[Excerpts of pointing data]
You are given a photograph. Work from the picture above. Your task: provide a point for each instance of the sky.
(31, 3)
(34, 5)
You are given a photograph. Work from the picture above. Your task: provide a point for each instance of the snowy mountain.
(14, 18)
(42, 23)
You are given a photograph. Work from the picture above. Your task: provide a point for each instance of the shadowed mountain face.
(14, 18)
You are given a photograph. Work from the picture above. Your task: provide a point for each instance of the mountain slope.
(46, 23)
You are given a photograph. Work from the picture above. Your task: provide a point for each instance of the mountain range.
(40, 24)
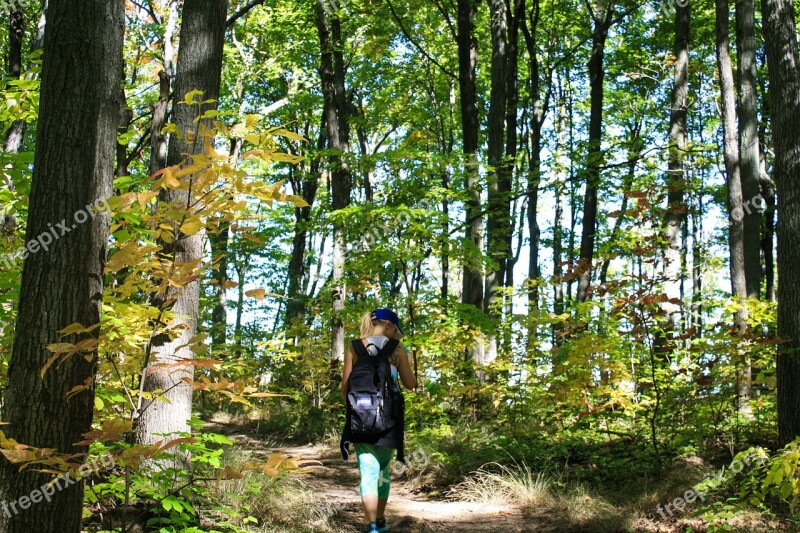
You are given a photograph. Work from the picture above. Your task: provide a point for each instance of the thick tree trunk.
(734, 182)
(306, 186)
(337, 122)
(780, 38)
(748, 142)
(158, 140)
(199, 68)
(62, 285)
(472, 290)
(675, 217)
(601, 16)
(498, 225)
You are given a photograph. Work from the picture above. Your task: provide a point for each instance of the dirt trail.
(407, 511)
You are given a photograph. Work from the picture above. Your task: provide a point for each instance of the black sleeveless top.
(393, 438)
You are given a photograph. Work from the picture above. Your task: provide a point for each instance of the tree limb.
(416, 45)
(242, 12)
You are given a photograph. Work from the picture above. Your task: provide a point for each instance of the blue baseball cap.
(386, 314)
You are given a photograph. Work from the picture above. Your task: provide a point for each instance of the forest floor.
(334, 485)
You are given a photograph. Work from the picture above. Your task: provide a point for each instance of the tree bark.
(306, 186)
(472, 290)
(601, 16)
(748, 142)
(199, 68)
(780, 39)
(498, 224)
(734, 183)
(62, 285)
(158, 140)
(675, 217)
(336, 115)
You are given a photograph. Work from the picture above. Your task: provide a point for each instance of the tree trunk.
(336, 115)
(748, 142)
(601, 16)
(219, 273)
(675, 217)
(472, 279)
(62, 285)
(498, 225)
(158, 140)
(472, 290)
(734, 183)
(558, 229)
(202, 37)
(780, 38)
(306, 186)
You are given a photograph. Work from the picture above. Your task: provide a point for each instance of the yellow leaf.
(256, 293)
(78, 328)
(289, 135)
(298, 201)
(189, 99)
(191, 226)
(48, 364)
(229, 473)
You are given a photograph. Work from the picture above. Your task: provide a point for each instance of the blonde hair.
(368, 325)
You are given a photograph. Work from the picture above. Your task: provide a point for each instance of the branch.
(416, 45)
(242, 12)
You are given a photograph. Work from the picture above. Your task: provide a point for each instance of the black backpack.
(370, 401)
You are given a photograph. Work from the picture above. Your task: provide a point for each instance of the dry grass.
(498, 484)
(280, 504)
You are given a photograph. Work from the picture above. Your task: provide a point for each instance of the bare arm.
(404, 368)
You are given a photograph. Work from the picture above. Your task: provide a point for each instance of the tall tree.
(63, 285)
(498, 225)
(675, 216)
(749, 155)
(199, 67)
(336, 114)
(305, 182)
(734, 183)
(472, 290)
(601, 14)
(780, 39)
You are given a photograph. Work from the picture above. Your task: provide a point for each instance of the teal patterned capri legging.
(373, 462)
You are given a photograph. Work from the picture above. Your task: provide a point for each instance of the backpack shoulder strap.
(389, 348)
(360, 349)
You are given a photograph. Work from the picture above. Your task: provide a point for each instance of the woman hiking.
(375, 408)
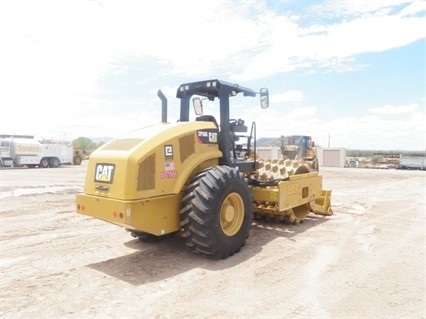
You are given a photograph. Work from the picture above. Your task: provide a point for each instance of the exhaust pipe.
(163, 106)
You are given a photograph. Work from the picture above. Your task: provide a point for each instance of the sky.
(349, 73)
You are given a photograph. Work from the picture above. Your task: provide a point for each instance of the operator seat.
(207, 118)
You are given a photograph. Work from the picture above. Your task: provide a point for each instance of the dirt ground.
(365, 261)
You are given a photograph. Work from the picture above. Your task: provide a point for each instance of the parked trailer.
(412, 162)
(30, 153)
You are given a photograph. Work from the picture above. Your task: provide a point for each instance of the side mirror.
(198, 105)
(264, 98)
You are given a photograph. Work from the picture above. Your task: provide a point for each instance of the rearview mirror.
(198, 105)
(264, 98)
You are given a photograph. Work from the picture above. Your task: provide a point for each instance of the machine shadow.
(168, 257)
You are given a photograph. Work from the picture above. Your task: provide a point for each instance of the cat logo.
(104, 173)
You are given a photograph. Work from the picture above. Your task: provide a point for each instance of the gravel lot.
(365, 261)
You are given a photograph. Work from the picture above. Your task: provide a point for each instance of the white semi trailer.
(29, 152)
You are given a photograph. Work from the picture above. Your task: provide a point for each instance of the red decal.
(168, 174)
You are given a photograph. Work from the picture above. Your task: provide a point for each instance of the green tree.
(84, 144)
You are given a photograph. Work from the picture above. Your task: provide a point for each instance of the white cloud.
(289, 96)
(393, 109)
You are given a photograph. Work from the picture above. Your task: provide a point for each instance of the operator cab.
(231, 131)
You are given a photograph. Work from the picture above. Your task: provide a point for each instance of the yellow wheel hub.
(232, 214)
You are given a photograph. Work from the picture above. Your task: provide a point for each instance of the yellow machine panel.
(135, 181)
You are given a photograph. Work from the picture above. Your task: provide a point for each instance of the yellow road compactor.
(198, 178)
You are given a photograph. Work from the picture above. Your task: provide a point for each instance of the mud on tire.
(216, 212)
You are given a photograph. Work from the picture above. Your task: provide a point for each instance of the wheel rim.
(232, 214)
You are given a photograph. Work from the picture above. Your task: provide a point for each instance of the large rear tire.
(216, 212)
(54, 162)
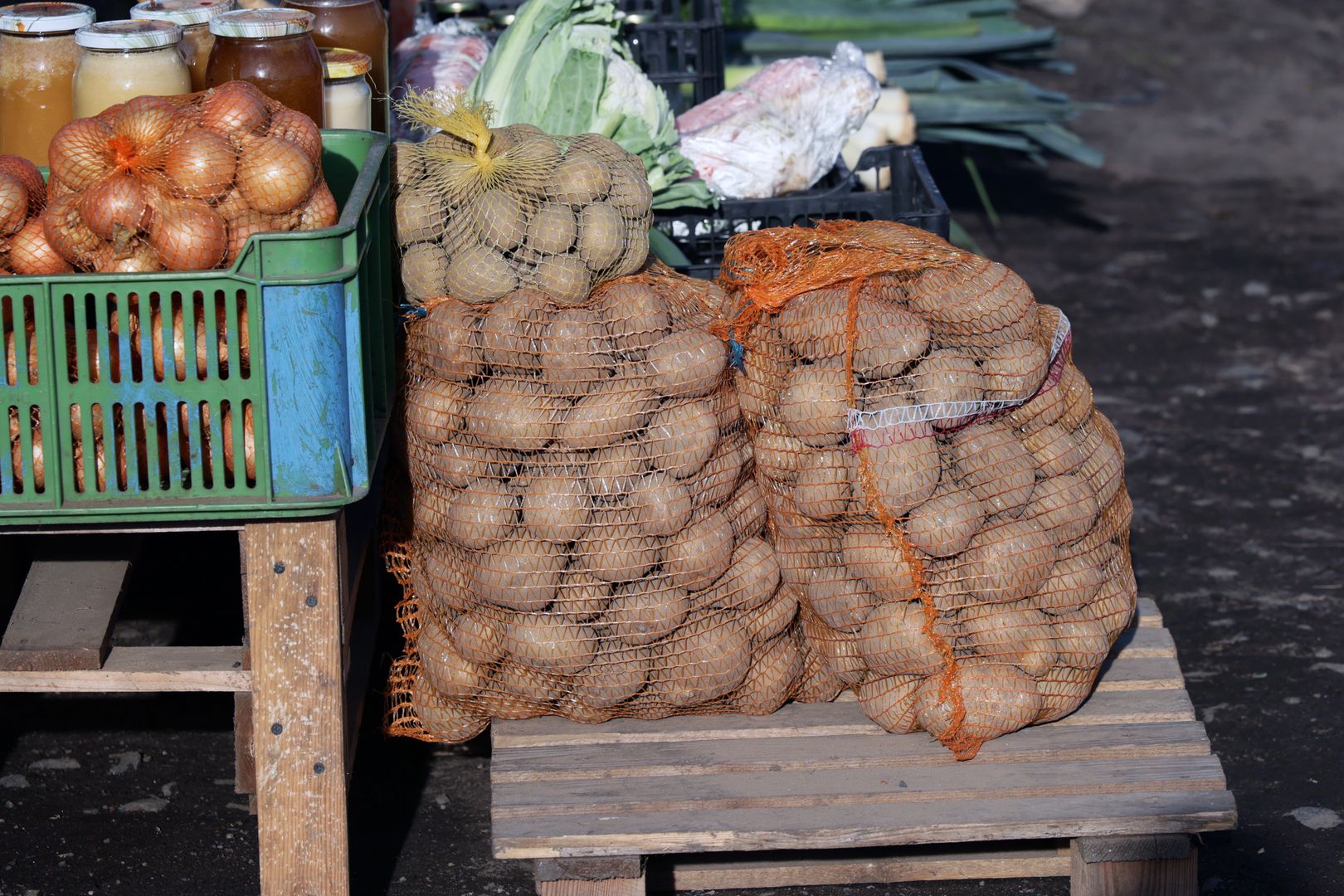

**THE TASK:** Identify every line of the items above that contains the word "dirt", and copy each of those lines. Case counts.

**FINAL RESULT:**
You are given a photograph. Work from the picture above. Your task: provide a point for each instance of the dirt trail.
You are given a photograph. Work from the picture above. Your task: provide a point for each instance of the dirt ground.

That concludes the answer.